— Document —
========================================

The sdhci(4) driver has been added. This supports PCI devices with class 8 and subclass 5 according to the SD Host Controller Specification.

The sdhci(4) driver now supports kernel dumping and a sysctl variable hw.sdhci.debug for debug level.

The twa(4) driver now supports 64-bit DMA.

The mmc(4) mmcsd(4), and sdhci(4) driver are now included as kernel modules.


2.2.5 File Systems

The semantics of acl(3) extended access control lists has been changed as follows:

  • The inode modification time (mtime) is not updated when extended attributes are added, modified, or removed.

  • The inode access time (atime) is not updated when extended attributes are queried.

The FreeBSD NFS file system now supports a sysctl variable vfs.nfs.prime_access_cache to determine whether or not nfs_getattr() will use an ACCESS RPC to prime the access cache instead of a simple GETATTR RPC. This is because on many NFS servers an ACCESS RPC is much more expensive to service than a GETATTR RPC for files in an NFSv3 mount. The sysctl variable is enabled by default to maintain the previous behavior.

The FreeBSD UDF file system now supports a fifo.

The shared vnode locking for pathname lookups in the VFS(9) subsystem has been improved. This is disabled by default. Setting a sysctl variable vfs.lookup_shared to 1 enables it for better performance. Note that the LOOKUP_SHARED kernel option equivalent to the sysctl variable has been removed.


2.3 Userland Changes

A bug in the atacontrol(8) utility, which prevents it from working when /usr is not mounted or invoked from /rescue, has been fixed.

The btpand(8) daemon from NetBSD has been added. This daemon provides support for Bluetooth Network Access Point (NAP), Group Ad-hoc Network (GN) and Personal Area Network User (PANU) profiles.

The ncal(1) utility now supports multibyte characters.

The config(8) utility now supports multiple makeoption lines.

The csup(1) utility now supports CVSMode to fetch a complete CVS repository. Note that the rsync transfer mode is currently disabled.

The dirname(1) utility now accepts multiple arguments in the same way that basename(1) does.

The du(1) utility now supports an -l flag. When specified, the du(1) utility counts a file with multiple hard links as multiple different files.

The du(1) utility now supports an -A flag to display the apparent size instead of the disk usage. This can be helpful when operating on compressed volumes or sparse files.

The du(1) utility now supports a -B blocksize option to calculate block counts in blocks of blocksize bytes. This is different from the -k or -m options or setting BLOCKSIZE and gives an estimate of how much space the examined file hierarchy would require on a file system with the given blocksize. Unless in -A mode, blocksize is rounded up to the next multiple of 512.

========================================

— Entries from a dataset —

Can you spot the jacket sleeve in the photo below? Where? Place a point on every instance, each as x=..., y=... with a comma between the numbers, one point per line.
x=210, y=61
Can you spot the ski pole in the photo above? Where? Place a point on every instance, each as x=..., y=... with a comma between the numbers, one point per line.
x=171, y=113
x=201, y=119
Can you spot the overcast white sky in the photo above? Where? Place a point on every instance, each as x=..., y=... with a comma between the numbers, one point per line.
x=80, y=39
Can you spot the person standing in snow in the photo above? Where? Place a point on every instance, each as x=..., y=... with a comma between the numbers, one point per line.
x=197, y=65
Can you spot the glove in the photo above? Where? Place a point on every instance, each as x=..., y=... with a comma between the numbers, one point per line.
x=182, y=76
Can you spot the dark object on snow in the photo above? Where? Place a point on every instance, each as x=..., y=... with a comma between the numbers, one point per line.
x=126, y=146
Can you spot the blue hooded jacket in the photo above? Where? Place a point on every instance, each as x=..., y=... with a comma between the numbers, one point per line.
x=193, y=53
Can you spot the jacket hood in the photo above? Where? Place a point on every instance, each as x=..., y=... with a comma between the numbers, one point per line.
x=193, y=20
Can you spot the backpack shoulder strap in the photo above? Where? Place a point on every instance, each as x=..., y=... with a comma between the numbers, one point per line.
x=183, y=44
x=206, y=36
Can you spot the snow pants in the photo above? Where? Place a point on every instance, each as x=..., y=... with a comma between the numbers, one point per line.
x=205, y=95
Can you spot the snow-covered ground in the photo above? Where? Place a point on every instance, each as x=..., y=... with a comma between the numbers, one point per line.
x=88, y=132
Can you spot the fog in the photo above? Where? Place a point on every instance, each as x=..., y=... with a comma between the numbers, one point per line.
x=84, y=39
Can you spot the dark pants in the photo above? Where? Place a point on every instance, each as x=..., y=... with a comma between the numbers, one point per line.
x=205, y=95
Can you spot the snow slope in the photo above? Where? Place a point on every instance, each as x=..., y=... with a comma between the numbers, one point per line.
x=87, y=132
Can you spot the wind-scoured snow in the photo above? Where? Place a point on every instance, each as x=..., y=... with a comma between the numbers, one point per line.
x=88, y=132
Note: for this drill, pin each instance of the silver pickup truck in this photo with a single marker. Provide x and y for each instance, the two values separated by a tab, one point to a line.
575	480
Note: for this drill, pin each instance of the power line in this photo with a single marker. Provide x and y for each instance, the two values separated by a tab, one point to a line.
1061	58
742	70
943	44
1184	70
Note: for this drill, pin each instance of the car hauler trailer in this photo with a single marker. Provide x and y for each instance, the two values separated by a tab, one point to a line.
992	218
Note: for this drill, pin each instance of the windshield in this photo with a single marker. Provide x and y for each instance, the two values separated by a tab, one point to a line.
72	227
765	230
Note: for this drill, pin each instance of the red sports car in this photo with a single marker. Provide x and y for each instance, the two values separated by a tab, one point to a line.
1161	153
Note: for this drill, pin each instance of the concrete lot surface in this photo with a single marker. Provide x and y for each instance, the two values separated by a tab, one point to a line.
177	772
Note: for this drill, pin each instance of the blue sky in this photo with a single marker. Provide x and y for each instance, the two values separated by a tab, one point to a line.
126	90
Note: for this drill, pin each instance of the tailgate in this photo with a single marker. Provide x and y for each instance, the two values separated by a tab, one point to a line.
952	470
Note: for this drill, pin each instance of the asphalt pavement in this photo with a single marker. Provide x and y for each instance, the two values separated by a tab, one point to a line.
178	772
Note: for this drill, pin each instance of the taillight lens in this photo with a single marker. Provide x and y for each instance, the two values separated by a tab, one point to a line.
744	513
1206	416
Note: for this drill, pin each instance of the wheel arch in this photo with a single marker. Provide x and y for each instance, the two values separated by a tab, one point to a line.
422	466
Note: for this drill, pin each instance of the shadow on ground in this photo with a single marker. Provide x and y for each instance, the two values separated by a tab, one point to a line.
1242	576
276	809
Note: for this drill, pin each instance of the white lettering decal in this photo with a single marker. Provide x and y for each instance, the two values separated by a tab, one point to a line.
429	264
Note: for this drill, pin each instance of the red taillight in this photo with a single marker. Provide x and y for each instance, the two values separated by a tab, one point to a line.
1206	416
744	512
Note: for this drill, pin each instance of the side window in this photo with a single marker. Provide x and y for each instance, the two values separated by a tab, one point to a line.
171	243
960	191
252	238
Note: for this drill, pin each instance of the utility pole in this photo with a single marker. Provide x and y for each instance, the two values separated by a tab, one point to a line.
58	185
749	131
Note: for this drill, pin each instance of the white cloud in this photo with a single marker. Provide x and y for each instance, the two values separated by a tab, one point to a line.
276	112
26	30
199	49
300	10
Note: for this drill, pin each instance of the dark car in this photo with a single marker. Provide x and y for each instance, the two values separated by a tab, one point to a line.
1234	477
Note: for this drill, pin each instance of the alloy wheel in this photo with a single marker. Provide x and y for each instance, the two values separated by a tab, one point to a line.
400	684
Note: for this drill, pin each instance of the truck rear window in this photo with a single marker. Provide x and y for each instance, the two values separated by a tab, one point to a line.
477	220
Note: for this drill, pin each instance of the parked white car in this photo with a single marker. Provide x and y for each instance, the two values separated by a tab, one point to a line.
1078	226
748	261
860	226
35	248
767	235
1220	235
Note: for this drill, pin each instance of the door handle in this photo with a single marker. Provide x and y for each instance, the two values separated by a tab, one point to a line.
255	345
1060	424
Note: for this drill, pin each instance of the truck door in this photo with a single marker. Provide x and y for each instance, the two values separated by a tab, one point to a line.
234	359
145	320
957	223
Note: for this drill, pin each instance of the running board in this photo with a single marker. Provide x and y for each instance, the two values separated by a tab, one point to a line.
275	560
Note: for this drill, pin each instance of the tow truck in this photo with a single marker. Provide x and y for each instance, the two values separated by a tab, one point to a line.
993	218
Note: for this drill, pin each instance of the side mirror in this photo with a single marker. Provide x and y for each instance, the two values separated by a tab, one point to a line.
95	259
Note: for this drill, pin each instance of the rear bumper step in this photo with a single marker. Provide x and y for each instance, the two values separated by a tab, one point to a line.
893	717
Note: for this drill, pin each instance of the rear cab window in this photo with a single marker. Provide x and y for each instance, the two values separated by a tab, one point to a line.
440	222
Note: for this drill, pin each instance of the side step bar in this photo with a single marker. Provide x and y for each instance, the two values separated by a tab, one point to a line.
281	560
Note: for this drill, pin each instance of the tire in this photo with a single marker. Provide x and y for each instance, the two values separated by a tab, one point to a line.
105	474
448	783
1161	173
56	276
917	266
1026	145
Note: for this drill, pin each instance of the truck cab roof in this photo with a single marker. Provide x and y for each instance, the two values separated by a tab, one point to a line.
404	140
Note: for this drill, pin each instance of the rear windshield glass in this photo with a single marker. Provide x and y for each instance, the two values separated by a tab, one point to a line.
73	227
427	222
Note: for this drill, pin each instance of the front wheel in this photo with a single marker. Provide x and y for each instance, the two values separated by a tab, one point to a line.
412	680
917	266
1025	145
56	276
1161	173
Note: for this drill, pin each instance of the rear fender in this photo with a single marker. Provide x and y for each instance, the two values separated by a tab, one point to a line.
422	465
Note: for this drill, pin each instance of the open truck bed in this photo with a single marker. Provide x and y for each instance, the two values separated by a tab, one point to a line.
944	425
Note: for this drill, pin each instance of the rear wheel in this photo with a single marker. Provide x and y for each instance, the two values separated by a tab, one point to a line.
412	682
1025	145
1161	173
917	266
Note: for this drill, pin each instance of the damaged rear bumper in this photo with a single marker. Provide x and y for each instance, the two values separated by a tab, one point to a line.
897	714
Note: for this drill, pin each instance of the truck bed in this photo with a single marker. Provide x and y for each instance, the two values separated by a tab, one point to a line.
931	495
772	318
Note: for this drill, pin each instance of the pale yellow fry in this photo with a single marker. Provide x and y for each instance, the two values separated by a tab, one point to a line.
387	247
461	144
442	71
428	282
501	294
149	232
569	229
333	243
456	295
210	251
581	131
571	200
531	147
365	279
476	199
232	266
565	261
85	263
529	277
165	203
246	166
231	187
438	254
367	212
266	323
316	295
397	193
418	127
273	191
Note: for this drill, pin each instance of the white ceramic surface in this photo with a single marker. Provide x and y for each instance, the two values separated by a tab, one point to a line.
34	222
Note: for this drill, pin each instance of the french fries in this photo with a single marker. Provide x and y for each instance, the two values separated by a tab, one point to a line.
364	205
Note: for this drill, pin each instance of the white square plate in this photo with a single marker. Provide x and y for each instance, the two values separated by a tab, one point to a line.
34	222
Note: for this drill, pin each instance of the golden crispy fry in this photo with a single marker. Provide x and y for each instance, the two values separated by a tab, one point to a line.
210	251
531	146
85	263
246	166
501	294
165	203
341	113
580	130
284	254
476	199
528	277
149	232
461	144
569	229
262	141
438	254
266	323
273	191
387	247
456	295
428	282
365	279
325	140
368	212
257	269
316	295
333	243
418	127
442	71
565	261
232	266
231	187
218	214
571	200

========================================

— Set task 1 —
Answer these questions using the release notes:
(a) Which sysctl variable enables shared vnode locking for pathname lookups, and what value turns it on?
(b) Where does the btpand(8) daemon come from?
(c) What does the new -A flag of du(1) display?
— Set task 2 —
Copy the passage of the release notes from "The FreeBSD NFS" to "supports a fifo.".
— Set task 3 —
List every sysctl variable named in the release notes.
The entries come from a separate source, not from the release notes.

— Expected output 1 —
(a) vfs.lookup_shared, set to 1.
(b) NetBSD.
(c) The apparent size instead of the disk usage.

— Expected output 2 —
The FreeBSD NFS file system now supports a sysctl variable vfs.nfs.prime_access_cache to determine whether or not nfs_getattr() will use an ACCESS RPC to prime the access cache instead of a simple GETATTR RPC. This is because on many NFS servers an ACCESS RPC is much more expensive to service than a GETATTR RPC for files in an NFSv3 mount. The sysctl variable is enabled by default to maintain the previous behavior.

The FreeBSD UDF file system now supports a fifo.

— Expected output 3 —
hw.sdhci.debug
vfs.nfs.prime_access_cache
vfs.lookup_shared